→ **Written instruction 1**: Could you copy out, word for word, the stretch of the listing from the line containing "[locate] the haze" through the listing's final line?
→ **Written instruction 2**: How might the post about blogging go on from its last sentence? Write the continuation.

→ **Excerpted text**:
+++++

Click, Clack, Moo... Cows That Type...
My wife had this children's book out yesterday and it caught my (kindergarten-level, LOL) attention. It'll someday be considered a classic among new-paradigm children... subtly but humorously learning about the power of publishing.
Here's the same theme, "The Blogging Phenomenon: Who? How? Why?"... expressed by the Digital Divide Network. [hat-tip, Bill Bean, "The Unnecessary Pastor"]
And finally, from the monied perspective... here's Fortune magazine's "Why You Can't Ignore Bloggers".
Now, for those of you who might be urban pastors & leaders -- I'm offering private help, over a cup of coffee, to help you start a personal or ministry website such as these articles describe that will be free & easy to post to... without having to rely on your webmaster. The suggested donation of $25 will go toward urban technology. It's win-win. Call 317-490-1255 or email for an appt.

+++++

→ **Material for this exercise**:

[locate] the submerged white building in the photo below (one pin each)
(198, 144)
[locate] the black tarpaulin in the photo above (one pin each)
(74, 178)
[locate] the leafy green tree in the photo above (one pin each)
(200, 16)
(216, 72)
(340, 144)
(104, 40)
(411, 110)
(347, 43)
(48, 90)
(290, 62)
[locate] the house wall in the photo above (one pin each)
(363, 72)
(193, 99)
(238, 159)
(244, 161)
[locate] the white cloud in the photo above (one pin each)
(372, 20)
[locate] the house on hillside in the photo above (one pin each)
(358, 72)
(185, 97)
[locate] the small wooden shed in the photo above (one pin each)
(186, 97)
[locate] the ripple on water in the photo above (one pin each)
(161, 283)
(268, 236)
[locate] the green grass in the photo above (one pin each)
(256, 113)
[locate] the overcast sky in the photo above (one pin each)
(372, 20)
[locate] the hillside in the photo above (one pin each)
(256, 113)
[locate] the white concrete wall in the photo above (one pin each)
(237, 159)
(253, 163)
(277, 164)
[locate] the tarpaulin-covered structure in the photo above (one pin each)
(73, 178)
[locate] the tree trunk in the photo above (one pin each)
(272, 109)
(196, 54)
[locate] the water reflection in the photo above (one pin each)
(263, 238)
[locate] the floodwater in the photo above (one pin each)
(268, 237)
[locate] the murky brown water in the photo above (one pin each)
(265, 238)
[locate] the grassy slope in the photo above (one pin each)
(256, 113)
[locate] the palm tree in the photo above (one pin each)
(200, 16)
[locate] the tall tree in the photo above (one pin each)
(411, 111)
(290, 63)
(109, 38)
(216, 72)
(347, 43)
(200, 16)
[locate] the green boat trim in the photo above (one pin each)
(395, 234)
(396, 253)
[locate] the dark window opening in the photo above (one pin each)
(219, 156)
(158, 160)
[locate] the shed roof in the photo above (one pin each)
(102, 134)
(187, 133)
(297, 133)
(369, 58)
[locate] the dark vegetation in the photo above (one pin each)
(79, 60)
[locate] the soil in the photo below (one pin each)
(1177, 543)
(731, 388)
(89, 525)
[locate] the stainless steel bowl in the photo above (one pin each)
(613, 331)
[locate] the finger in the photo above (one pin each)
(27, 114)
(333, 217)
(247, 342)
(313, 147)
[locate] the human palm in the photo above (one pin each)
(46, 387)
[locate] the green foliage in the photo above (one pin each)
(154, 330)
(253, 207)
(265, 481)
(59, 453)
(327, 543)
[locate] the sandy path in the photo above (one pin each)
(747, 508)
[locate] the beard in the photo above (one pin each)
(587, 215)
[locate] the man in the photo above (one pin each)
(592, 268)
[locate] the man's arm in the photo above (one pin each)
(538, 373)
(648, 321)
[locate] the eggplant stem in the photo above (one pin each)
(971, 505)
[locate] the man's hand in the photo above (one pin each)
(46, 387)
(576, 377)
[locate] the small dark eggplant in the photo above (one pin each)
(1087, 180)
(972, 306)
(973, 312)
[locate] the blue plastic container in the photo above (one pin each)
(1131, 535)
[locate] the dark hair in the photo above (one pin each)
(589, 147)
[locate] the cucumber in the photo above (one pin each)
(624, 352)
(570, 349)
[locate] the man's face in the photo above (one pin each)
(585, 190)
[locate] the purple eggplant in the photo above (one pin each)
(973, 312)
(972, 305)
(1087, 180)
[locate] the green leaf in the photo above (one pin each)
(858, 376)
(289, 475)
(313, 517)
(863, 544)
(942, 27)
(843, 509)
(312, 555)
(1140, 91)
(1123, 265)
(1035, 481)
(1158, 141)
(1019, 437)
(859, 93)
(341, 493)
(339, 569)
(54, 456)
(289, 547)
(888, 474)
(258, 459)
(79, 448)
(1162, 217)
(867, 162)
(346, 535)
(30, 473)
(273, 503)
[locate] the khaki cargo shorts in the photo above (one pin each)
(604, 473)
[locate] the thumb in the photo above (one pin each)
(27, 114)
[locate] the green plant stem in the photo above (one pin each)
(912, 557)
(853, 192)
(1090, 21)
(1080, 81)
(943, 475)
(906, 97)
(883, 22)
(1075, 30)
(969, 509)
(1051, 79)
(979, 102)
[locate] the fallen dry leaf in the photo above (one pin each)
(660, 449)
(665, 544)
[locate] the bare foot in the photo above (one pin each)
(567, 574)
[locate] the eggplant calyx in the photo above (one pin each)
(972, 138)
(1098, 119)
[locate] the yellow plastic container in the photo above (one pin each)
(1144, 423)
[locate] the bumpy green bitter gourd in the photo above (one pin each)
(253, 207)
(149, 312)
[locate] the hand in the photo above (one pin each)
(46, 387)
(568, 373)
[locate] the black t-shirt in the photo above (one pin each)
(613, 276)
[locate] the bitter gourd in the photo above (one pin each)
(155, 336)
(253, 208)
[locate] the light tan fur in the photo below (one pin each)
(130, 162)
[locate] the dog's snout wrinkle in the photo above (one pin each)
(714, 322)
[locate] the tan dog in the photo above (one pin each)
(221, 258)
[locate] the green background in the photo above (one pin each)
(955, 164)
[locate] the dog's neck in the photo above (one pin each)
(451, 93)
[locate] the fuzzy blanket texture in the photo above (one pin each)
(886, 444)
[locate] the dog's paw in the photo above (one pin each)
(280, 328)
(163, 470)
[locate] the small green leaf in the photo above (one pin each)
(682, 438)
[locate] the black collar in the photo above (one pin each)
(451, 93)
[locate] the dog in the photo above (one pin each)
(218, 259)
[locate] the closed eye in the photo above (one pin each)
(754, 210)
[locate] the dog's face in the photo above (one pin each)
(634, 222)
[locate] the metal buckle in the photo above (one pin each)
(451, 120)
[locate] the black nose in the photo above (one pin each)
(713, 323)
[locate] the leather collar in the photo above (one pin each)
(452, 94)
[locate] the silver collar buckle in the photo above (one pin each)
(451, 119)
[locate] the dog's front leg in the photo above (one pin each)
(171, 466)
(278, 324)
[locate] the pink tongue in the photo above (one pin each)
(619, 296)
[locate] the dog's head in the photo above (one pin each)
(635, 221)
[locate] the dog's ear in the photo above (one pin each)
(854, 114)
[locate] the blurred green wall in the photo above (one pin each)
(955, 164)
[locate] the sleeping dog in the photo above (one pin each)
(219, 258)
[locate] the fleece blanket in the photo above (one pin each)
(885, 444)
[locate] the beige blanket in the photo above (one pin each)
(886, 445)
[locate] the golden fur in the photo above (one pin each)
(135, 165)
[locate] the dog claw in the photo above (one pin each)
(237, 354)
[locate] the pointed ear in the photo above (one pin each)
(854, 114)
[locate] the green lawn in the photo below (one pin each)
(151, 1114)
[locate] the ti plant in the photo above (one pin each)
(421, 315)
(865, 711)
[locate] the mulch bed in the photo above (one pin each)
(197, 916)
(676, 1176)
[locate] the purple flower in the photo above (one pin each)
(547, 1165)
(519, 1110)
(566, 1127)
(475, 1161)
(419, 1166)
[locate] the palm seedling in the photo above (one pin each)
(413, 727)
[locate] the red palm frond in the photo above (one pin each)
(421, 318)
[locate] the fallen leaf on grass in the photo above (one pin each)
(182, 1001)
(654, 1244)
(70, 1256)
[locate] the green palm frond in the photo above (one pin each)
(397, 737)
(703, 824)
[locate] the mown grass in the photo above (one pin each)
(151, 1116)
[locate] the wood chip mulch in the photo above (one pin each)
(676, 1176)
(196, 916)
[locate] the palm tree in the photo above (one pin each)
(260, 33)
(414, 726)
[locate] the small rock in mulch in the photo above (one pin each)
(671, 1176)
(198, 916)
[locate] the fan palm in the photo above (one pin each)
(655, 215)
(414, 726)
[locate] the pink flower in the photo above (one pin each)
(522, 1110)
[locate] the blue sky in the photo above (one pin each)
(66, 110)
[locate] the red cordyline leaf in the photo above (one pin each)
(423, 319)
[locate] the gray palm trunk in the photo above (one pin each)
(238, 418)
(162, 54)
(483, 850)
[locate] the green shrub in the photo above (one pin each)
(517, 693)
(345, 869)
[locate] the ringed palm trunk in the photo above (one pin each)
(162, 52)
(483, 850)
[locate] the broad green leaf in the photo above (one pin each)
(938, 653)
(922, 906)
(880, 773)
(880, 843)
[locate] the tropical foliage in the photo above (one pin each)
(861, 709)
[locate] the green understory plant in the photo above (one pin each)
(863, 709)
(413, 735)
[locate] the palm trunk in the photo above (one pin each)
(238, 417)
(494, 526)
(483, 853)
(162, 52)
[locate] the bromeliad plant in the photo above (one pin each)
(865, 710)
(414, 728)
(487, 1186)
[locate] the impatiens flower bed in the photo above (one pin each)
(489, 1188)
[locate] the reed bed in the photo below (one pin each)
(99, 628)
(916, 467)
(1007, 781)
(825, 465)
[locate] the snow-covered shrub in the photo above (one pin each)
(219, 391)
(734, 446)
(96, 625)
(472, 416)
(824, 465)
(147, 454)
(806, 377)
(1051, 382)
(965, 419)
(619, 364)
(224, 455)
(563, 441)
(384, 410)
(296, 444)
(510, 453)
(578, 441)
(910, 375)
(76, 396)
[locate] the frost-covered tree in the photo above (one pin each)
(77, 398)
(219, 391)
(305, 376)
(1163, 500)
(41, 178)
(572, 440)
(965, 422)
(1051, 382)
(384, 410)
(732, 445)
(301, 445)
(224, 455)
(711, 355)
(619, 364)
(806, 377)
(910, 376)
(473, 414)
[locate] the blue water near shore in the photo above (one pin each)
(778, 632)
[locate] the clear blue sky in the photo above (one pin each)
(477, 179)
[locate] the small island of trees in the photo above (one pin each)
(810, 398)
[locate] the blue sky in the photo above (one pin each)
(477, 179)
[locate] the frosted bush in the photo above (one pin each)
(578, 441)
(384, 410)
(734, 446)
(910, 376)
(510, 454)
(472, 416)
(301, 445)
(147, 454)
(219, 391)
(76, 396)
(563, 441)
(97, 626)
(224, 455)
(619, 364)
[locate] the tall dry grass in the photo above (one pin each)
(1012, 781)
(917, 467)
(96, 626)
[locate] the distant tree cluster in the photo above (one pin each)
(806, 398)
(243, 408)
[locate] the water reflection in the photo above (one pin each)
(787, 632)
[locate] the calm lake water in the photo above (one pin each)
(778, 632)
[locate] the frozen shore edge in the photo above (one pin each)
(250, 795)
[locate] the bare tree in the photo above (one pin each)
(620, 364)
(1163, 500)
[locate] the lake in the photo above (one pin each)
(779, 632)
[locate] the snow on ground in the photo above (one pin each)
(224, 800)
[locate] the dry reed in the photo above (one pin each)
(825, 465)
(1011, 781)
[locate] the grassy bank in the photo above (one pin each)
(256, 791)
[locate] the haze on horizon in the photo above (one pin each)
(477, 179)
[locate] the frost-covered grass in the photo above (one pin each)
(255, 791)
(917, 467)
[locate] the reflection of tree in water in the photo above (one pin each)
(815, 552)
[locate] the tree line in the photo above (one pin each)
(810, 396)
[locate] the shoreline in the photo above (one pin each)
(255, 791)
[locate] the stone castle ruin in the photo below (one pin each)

+++++

→ **Exercise output 1**:
[locate] the haze on horizon in the photo above (one pin each)
(477, 179)
[locate] the frost-covered grass in the photo above (one pin each)
(255, 791)
(917, 467)
[locate] the reflection of tree in water in the photo above (one pin each)
(815, 552)
[locate] the tree line in the photo above (one pin each)
(810, 396)
[locate] the shoreline in the photo above (one pin each)
(255, 791)
[locate] the stone castle ruin in the photo below (one pin each)

→ **Exercise output 2**:
"Click, Clack, Amen -- Pastors That Type".
1 comment:
RE "Why You Can't Ignore Bloggers".
I'd like to add a couple of articles I collected last year that are excellent discussions to help folks understand the massive changes in the media industry.
Read below ...
Articles
As Rather goes, so goes network news
Upward Blog Mobility
As Rather goes, so goes network news
James P. Pinkerton
Newsday.com
September 21, 2004
These are the final days for Dan Rather. But the story of the fake documents aired on "60 Minutes" is deeper than just one man's fall. It is the story of technology's transition-and that's a tale that will never end.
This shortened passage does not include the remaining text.